RECORDS SHOWN start

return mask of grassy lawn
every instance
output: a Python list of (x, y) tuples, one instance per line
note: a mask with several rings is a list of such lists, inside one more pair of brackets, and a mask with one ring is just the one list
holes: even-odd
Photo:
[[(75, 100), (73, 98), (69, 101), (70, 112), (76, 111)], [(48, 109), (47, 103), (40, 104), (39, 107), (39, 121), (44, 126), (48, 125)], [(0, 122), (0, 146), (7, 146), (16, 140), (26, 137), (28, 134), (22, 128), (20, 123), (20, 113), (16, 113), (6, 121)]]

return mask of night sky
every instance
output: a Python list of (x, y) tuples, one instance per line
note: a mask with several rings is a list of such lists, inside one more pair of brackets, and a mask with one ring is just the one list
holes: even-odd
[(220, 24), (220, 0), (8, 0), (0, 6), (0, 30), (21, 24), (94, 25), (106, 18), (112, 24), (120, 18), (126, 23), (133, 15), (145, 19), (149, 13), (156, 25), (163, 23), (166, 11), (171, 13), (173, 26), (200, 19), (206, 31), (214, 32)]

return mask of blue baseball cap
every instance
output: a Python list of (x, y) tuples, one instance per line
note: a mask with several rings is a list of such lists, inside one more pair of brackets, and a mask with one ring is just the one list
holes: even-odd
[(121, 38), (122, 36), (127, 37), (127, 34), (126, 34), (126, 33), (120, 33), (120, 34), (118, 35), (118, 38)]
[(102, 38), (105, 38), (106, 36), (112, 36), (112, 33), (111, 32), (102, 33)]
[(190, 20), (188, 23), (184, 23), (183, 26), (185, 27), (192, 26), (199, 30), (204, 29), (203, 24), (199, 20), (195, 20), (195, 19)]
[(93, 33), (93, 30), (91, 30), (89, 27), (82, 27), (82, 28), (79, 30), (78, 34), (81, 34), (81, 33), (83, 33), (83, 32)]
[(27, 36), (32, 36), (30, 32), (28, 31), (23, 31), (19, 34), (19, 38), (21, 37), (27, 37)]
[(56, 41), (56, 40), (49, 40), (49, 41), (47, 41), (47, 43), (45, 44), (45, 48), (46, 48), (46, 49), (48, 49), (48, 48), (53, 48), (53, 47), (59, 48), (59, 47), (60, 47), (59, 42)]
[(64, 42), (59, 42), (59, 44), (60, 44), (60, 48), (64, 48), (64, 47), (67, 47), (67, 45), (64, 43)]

RECORDS SHOWN end

Turn every line of the records above into a Markdown table with the columns "No." and "Line", numbering the rows and leaving out blank lines.

> EXERCISE SOLUTION:
| No. | Line |
|---|---|
| 1 | return mask of grassy lawn |
| 2 | every instance |
| 3 | output: a Python list of (x, y) tuples, one instance per line |
| 4 | note: a mask with several rings is a list of such lists, inside one more pair of brackets, and a mask with one ring is just the one list |
| 5 | holes: even-odd |
| 6 | Photo: |
| 7 | [[(75, 100), (73, 98), (69, 101), (70, 112), (76, 111)], [(48, 109), (47, 103), (40, 104), (39, 107), (39, 121), (44, 126), (48, 125)], [(0, 122), (0, 146), (7, 146), (16, 140), (26, 137), (28, 134), (22, 128), (20, 123), (20, 113), (16, 113), (6, 121)]] |
| 8 | return mask of night sky |
| 9 | every instance |
| 10 | output: a Python list of (x, y) tuples, one instance per line |
| 11 | note: a mask with several rings is a list of such lists, inside one more pair of brackets, and a mask with one ring is just the one list |
| 12 | holes: even-odd |
| 13 | [(220, 24), (220, 0), (8, 0), (0, 6), (0, 30), (21, 24), (94, 25), (106, 18), (112, 24), (120, 18), (126, 23), (133, 15), (145, 19), (149, 13), (156, 25), (163, 23), (166, 11), (171, 13), (173, 26), (200, 19), (206, 31), (214, 32)] |
| 14 | return mask of blue baseball cap |
| 15 | every instance |
| 16 | output: a Python list of (x, y) tuples, one instance per line |
| 17 | note: a mask with several rings is a list of such lists, inside one more pair of brackets, and a mask with one ring is just the one list |
| 18 | holes: even-odd |
| 19 | [(121, 38), (122, 36), (127, 37), (127, 34), (126, 34), (126, 33), (120, 33), (120, 34), (118, 35), (118, 38)] |
| 20 | [(102, 38), (105, 38), (106, 36), (112, 36), (112, 33), (111, 32), (102, 33)] |
| 21 | [(190, 20), (188, 23), (184, 23), (183, 26), (185, 27), (192, 26), (199, 30), (204, 29), (203, 24), (199, 20), (195, 20), (195, 19)] |
| 22 | [(93, 33), (93, 30), (91, 30), (89, 27), (82, 27), (82, 28), (79, 30), (78, 34), (81, 34), (81, 33), (83, 33), (83, 32)] |
| 23 | [(27, 36), (32, 36), (30, 32), (28, 31), (23, 31), (19, 34), (19, 38), (21, 37), (27, 37)] |
| 24 | [(56, 41), (56, 40), (49, 40), (49, 41), (47, 41), (47, 43), (45, 44), (45, 48), (46, 48), (46, 49), (48, 49), (48, 48), (53, 48), (53, 47), (59, 48), (59, 47), (60, 47), (59, 42)] |
| 25 | [(64, 42), (59, 42), (59, 44), (60, 44), (60, 48), (64, 48), (64, 47), (67, 47), (67, 45), (64, 43)] |